*** Dataset extract ***

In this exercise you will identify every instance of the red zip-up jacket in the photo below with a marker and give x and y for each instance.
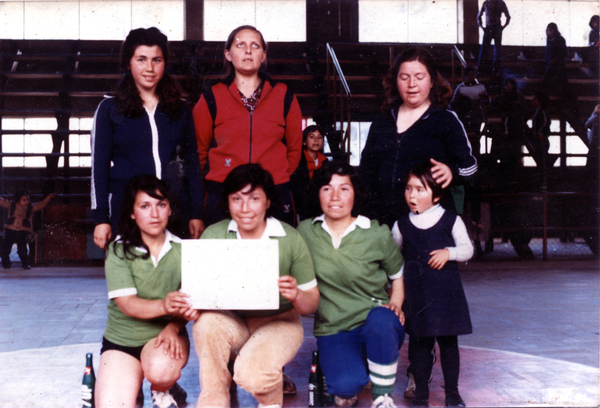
(228, 135)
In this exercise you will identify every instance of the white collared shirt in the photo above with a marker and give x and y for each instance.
(273, 229)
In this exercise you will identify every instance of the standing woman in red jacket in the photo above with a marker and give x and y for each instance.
(247, 118)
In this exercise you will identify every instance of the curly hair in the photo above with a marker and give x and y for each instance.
(129, 232)
(127, 95)
(323, 176)
(441, 91)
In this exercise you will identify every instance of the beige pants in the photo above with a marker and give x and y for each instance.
(261, 346)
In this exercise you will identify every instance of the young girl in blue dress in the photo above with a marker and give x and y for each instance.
(433, 240)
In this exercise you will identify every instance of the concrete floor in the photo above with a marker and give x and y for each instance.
(535, 340)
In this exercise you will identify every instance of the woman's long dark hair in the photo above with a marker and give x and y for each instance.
(323, 176)
(127, 95)
(129, 232)
(229, 68)
(440, 93)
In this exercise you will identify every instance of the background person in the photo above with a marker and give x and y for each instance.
(19, 226)
(260, 341)
(313, 139)
(145, 334)
(146, 128)
(493, 10)
(358, 325)
(248, 118)
(414, 128)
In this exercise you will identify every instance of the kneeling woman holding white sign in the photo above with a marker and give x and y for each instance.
(260, 341)
(145, 335)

*** End of Dataset extract ***

Task brief →
All lines above must be repeated exactly, and the pictures must be omitted.

Answer section →
In this exercise you will identify every instance of the red zip-up jacket in the photo below with a marker and give x and y for each instance.
(228, 135)
In this exercise you will identify every instance of the white collared shirt in the photo above with a marker and give x and y for each instance.
(273, 229)
In this exercise you will identify every instance of the standing woman in red jacket in the photo above with a marker and give x and y for each instance.
(247, 118)
In this exercise you will identify every instance of the curly hair in the photo above with a marker and give x and y for each instance.
(129, 232)
(127, 95)
(323, 176)
(441, 91)
In this exercise you will identify every instance of the beige pants in the photo above with a marker and give x and y for each instance.
(261, 346)
In this exercise you will identify every instance of the young girl in blue dress in the photo above with a marker and give x and y for each instance.
(433, 240)
In this exercise you will identify every instance of the concrete floor in the photo above with a marker and give x and y for each instance.
(535, 340)
In this exercise you will identify every instance of the woman's long dark hair in the photo above with a marker and give x and y for each instance.
(323, 176)
(127, 95)
(129, 232)
(229, 68)
(440, 93)
In this exercise you will identify every instance of the background person in the photo above with a marker and give x and y for each instance.
(19, 226)
(260, 341)
(313, 139)
(145, 334)
(146, 128)
(493, 10)
(358, 325)
(248, 118)
(414, 128)
In this exercise you will identify every instance of the kneeling woman holding white sign in the photo above with a marker and give x and y for each instance.
(260, 341)
(145, 335)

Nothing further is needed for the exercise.